Yazılı Alıştırma 1
Devleti yönetme zihniyeti üzerine yazılmış alıntı metne göre aşağıdaki soruları yanıtlayın.
(a) Ergenekon çetesinin eline ne teslim edildi?
(b) 1 Mayıs'ta kalabalıklara ne yapıldı?
(c) Rüşvetlerin yargılanmasının engellenmesine örnek olarak hangi alım gösteriliyor?
Yazılı Alıştırma 2
Devleti yönetme zihniyeti üzerine yazılmış alıntı metni son cümlesinden sonra sürdürün.

En Sıcak Konular
Taraf
Ahmet Altan
0 0 0000
Devleti yönetememek...
Hangi zihniyet, hepimize ait olan bu devleti “kendi malı” sanabilir?
Hangi zihniyet, devlet eliyle katillere binlerce bomba dağıtabilir?
Hangi zihniyet, halkla devlet arasına girip bu ikisini birbirine düşman haline getirmek ister?
Hangi zihniyet, “halksız” bir devletin zorbalıkla yaşayabileceğine inanır?
Hangi zihniyet, bir ülkeyi yönetebilmek için cinayetlerden medet umabilir?
Ancak, kendi çıkarlarının halkının çıkarlarıyla taban tabana zıt olduğunu gören, buna inanan, halkını “yabancı” olarak değerlendiren bir zihniyet yapabilir bunları.
Bir tür “sömürge” yönetimi.
Böyle bir “zihniyet” devletin içinde var bugün.
Başka türlü Ergenekon çetesinin eline binlerce bomba teslim edilmezdi.
Ta 1960’lardan itibaren kışkırtıcı ajanlarla üniversitelerde çatışmalar çıkarılmaz, gencecik çocuklar “darbe hazırlığı” yapabilmek için öldürtülmezdi.
Halkın seçtikleri devrilmezdi.
Muhtıralar verilmez...
Hukuk darbeleri düzenlenmezdi.
Cinayetlerin adı “vatanseverlik” konulmazdı.
Uyuşturucu kaçakçılarıyla ortak çeteler kurulmazdı.
Halkın parasıyla beslenen bankalar ona buna peşkeş çekilmezdi.
Bütün bunların hepsi yapıldı.
Ve, halk yıllarca korkutulup susturuldu.
Binlerce kanlı oyun oynandı.
1 Mayıs’ta kalabalıklar tarandı, üniversite kapılarına bombalar atıldı, faili meçhul cinayetler işlendi.
Halka bir “düşman” gibi davranıldı.
Tek amaç vardı, halkın karışmadığı bir yönetim biçimi kurmak, halkın parasını halka hesap vermeden kullanmak.
Lockheed uçak alımında olduğu gibi “cebe atılan rüşvetlerin” yargılanmasını engellemek.
Bütün bunlar bombalarla, silahlarla, cinayetlerle sağlandı.

Verilen Veriler
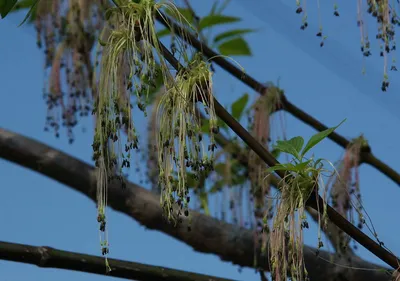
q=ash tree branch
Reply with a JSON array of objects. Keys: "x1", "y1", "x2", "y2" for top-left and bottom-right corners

Yazılı Yanıt 1
(a) Binlerce bomba teslim edildi.
(b) Kalabalıklar tarandı.
(c) Lockheed uçak alımı gösteriliyor.

Yazılı Yanıt 2
O zamanlar, Sovyetlerle çıkacak bir Üçüncü Dünya Savaşı’nda “nükleer çöplük” olması beklenen Türkiye’nin içindeki rezilliklere Amerika ve Batı tarafından göz yumuluyor, hatta bu durum destekleniyordu.
Halkından destek bulamayanlar bu desteği “dışardan” alıyorlardı.
O günlerde Amerika’yı eleştirmek bile suçtu.
Amerika, “darbeleri” desteklediği sürece “en büyük müttefik” olarak selamlandı bu ülkenin egemenleri ve medyası tarafından.
Amerika’yı eleştirenler “Sovyet ajanı” ilan edildi.
Ama dünya değişti.
Amerika değişti, Batı değişti.
Artık bu güçler “darbeyi” desteklemiyor.
Ve, onlar darbeyi desteklemekten vazgeçtiğinden beri devletin içinden birileri ve devletin medyası onları “Türkiye’yi parçalamak isteyen” düşmanlar olarak görüyor.
Darbeleri destekleyen, cinayetlere göz yumanlar bu ülkenin “dostu” ama darbeye karşı çıkanlar “düşmanları.”
Eğer darbe olmazsa, cinayet işlenmezse, çeteler kurulmazsa ülke “parçalanacak.”
Onlara göre, öyle bir ülkede yaşıyoruz ki bu ülkenin bütünlüğü ancak hukuksuz bir çetecilik devletin içinde varlığını sürdürürse sağlanabilecek.
Ancak “devlet” ve “halk” birbirinden kopartılırsa ülke “bütün” kalabilecek.
Böyle bir saçmalığa insanları inandırabilmek için ellerinden geleni yaptılar.
Birçoklarını inandırdılar da...
Hâlâ, darbelerin ve cinayetlerin ülkeyi kurtaracağına inananlar var.
Seksen yıllık Cumhuriyet, varlığını “hukukla” sürdürecek bir olgunluğa hâlâ erişememiş.
Halkınla “düşman” olursan hukuka da düşman olursun elbette.
Hukuktan, demokrasiden nefret edersin.
“Adalet” sözcüğünden ödün patlar.
Çünkü o zaman iktidarını kaybedersin, kendi halkına bir sömürge halkı gibi davranamazsın, binlerce bombayı çetecilere dağıtamazsın.
Ve, “cumhuriyetle” çeteciliğin aynı anlama geldiğine insanları ikna etmeye uğraşırsın.
Demokrasi ile cumhuriyeti iki zıt kavram gibi sunarsın.
Cumhuriyet, ancak demokrasi ile bereketlenip zenginleşir.
Aksi takdirde sokaklarında binlerce bombanın dolaştığı bir çete yönetimine döner.
Türkiye, “halkla devleti”, “cumhuriyetle demokrasiyi” düşman eden bir zihniyetin pençesinden kurtulmak üzere.
Dünya da bunu istiyor.
Hayat da bunu istiyor.
Ve, halk da bunu istiyor.
Emin olun bu gerçekleşecek.
Bombalar ve bombacılar hayatımızdan çıkacak.
Halkla devlet, cumhuriyetle demokrasi barışacak.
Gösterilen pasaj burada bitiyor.